Aufgabe:
In welche zwei Gruppen teilten die Ausstellungsmacher laut dem Text über die Transvaal-Ausstellung die afrikanischen »Völkerschau«-Teilnehmer*innen ein?

Die Transvaal-Ausstellung zeichnete ein verklärendes, gewaltfreies Bild von kolonialer Herrschaft und Arbeit als europäische »Zivilisierungsmission«. Die Ausstellungsmacher präsentierten dafür die afrikanischen »Völkerschau«-Teilnehmer*innen bewusst in zwei Gruppen. Auf der einen Seite eine „heidnische“ Gruppe, vermeintlich frei vom Einfluss der Kolonisatoren: sie wurden als „Nichtstuer und Faulenzer“ dargestellt, „die sich lediglich zum Tanzen bewegten“.[18] Die andere, „christianisierte“ Gruppe inszenierten sie dagegen als fleißige Missionsschüler*innen, die christliche Lieder und Handwerke vorführten. Jegliche afrikanische „Produktivität“ oder Kulturleistung wurde als das Ergebnis des »zivilisierenden« Einflusses weißer Menschen dargestellt – und damit afrikanischen Gesellschaften abgesprochen. Koloniale Dominierung als angebliche »Zivilisierungsmission« war der ideologische Kern des Kolonialismus des 19. Jahrhunderts und motivierte und rechtfertigte zahlreiche, oft gewaltsame Eingriffe in lokale Kulturen und Wirtschaften.[19]

Dass die Vorstellung einer »Zivilisierungsmission« den Kolonialismus in breiten Bevölkerungskreisen anschlussfähig machte, zeigt auch eine Ausstellungsrezension. So schrieb ein Journalist der Wochenzeitung Der Bär nach der Betrachtung der Ausstellung, dass Afrikaner*innen sich angeblich dem „monatelangen Nichtsthun […] ohnehin gern, wie die Kinder, hingeben“. Die Aufgabe der Mission sei daher „[i]hre Erziehung, die mit der Gewöhnung an Arbeit beginnen muß“.[20]

Damit wiederholte der Rezensent eine im deutschen Kolonialdiskurs verbreitete Behauptung: Kolonialpresse, Missionen und Unternehmer sprachen häufig von der vermeintlichen Notwendigkeit einer „Erziehung zur Arbeit“.[21] Das Unterstellen von Faulheit hatte dabei gewaltsame Implikationen, denn es diente der Rechtfertigung von Zwangsmaßnahmen im kolonialen Kapitalismus. Kolonialstaaten und Unternehmen bemühten die Rhetorik von Faulheit und den Euphemismus der „Erziehung“ regelmäßig, wenn sie Zwangsproletarisierung, gewaltsame Disziplinierung und rassistische Ungleichbehandlung in der Arbeitsorganisation forderten und umsetzten.[22] Koloniale Arbeitswelten, insbesondere auf Plantagen und im Bergbau, hatten mit den pittoresken Handwerksarbeiten, die auf der Ausstellung zu sehen waren, nichts zu tun.

Rohdaten:
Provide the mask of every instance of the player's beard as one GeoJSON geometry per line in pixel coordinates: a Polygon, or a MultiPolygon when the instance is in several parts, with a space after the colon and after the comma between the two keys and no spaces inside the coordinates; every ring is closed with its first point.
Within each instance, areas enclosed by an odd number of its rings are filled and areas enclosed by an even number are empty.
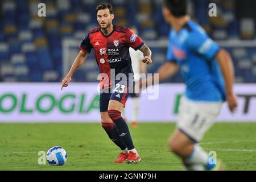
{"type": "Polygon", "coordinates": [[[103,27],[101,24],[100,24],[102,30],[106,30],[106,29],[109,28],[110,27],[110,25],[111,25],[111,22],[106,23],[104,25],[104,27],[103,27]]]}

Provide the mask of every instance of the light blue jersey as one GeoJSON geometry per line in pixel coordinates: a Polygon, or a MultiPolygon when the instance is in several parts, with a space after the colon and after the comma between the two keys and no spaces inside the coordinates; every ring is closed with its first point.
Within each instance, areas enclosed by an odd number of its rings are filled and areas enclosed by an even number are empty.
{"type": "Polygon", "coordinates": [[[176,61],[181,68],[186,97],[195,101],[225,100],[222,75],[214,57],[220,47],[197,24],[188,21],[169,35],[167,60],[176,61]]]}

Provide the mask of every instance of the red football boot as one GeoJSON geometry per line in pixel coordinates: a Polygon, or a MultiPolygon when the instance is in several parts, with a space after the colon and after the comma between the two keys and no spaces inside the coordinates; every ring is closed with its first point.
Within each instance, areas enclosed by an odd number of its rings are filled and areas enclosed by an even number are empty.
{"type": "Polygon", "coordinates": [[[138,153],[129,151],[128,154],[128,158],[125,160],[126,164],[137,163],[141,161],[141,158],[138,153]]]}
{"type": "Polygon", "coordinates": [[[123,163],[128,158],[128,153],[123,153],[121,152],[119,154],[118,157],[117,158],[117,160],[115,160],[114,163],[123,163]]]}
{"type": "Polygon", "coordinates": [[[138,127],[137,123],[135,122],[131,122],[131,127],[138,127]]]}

==

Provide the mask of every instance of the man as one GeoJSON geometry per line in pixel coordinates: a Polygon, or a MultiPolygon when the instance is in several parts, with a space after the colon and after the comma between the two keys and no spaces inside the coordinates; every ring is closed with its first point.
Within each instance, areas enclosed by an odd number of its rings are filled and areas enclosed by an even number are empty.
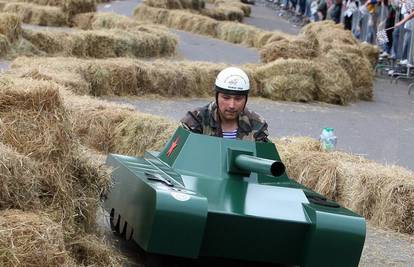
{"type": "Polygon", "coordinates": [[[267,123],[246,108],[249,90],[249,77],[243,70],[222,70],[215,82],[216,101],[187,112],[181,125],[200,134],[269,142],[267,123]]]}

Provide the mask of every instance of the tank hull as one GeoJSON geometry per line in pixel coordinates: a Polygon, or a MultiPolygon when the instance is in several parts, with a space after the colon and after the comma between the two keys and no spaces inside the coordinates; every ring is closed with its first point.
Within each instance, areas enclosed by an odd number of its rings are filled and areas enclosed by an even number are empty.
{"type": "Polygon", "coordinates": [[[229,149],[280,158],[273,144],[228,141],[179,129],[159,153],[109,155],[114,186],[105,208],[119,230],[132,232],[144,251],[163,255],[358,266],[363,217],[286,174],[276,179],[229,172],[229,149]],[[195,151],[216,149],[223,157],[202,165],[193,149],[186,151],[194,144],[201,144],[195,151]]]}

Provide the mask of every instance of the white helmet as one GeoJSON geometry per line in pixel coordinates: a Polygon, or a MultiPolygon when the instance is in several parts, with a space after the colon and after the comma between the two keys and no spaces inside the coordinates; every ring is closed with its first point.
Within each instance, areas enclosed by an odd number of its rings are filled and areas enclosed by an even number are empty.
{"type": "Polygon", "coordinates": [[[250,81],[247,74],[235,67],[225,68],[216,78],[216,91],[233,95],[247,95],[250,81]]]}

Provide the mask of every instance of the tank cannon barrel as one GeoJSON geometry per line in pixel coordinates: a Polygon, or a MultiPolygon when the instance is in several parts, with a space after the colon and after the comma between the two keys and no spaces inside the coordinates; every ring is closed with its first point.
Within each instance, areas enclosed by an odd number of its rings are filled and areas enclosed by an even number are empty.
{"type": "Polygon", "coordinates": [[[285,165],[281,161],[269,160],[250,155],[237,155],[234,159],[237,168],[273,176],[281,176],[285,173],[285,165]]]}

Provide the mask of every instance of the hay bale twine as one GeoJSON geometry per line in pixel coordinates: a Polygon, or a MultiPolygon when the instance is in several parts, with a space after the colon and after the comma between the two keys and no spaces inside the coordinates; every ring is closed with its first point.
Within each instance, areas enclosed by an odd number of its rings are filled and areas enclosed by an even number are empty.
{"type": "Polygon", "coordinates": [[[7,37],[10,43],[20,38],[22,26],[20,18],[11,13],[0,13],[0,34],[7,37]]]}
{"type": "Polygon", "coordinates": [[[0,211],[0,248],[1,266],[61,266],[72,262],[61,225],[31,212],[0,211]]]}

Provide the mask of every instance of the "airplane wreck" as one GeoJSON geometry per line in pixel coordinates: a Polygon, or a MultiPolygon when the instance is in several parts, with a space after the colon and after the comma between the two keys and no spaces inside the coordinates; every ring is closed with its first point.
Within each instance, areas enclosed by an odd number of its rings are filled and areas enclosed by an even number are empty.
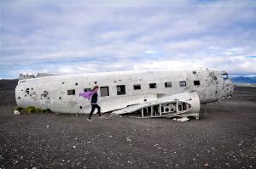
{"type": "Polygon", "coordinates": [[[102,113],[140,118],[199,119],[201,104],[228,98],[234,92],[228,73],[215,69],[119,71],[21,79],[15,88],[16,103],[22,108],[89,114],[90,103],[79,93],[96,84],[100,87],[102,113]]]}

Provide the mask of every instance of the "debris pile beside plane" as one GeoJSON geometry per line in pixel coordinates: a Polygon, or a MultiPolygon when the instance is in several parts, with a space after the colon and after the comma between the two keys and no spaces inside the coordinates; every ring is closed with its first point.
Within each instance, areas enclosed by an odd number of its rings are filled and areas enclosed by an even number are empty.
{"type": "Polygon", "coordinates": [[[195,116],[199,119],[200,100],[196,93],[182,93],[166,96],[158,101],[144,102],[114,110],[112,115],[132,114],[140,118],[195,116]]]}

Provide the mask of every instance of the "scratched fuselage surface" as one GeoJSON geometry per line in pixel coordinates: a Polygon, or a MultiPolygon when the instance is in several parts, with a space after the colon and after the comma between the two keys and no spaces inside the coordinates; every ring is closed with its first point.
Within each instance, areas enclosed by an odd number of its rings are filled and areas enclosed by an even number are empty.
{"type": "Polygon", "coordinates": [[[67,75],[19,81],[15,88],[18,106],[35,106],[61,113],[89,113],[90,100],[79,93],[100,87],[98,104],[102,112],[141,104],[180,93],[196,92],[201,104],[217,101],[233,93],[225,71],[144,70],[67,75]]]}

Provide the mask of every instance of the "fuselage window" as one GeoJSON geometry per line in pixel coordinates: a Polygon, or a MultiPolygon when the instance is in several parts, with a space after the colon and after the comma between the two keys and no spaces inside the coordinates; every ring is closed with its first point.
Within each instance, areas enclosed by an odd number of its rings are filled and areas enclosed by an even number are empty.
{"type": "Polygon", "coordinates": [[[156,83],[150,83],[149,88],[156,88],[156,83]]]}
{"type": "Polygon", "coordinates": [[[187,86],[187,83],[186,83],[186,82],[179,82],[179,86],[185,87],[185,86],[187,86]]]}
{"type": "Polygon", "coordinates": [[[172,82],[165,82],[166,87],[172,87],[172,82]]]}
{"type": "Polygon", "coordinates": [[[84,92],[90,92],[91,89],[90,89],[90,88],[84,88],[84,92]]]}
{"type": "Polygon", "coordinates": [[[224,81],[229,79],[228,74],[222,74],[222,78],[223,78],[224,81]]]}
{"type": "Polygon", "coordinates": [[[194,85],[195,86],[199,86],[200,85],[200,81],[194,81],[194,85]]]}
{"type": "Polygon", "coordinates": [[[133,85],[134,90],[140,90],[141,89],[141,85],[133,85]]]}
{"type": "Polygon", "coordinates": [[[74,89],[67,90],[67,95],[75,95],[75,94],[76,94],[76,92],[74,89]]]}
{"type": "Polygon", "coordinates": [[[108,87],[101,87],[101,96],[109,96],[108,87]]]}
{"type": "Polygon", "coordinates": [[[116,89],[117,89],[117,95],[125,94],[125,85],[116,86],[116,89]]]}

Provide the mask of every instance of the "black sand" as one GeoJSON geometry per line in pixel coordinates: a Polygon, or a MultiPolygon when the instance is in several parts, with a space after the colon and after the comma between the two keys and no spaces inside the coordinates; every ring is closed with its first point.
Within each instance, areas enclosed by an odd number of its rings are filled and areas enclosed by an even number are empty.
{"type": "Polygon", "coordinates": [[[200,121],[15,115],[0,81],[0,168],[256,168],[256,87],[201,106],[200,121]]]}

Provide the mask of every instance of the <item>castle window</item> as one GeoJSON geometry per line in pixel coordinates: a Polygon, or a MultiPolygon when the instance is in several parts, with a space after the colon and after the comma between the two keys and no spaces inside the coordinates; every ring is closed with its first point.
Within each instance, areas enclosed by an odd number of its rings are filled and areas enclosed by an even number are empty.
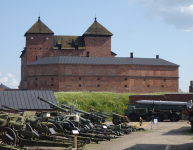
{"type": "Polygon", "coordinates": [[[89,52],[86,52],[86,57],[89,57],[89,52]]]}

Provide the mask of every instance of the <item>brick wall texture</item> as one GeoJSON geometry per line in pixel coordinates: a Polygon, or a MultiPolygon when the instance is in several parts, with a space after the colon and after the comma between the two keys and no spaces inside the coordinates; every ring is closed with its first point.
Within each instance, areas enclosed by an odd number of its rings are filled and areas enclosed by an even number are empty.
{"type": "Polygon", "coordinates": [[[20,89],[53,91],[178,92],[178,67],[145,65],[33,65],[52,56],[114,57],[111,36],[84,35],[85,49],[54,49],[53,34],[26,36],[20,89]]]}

Lösung:
In eine „heidnische“ und eine „christianisierte“ Gruppe.